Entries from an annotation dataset

════════════════

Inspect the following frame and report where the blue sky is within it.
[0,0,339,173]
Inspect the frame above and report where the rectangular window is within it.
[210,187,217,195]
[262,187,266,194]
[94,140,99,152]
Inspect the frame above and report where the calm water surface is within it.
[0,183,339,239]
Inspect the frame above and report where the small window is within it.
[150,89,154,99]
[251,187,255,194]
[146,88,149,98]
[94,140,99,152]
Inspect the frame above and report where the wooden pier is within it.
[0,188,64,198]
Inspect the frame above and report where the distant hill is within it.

════════════════

Directions: Please count the lines of the records above that contain the word "frame" and reply with only that number.

Output for this exercise: 6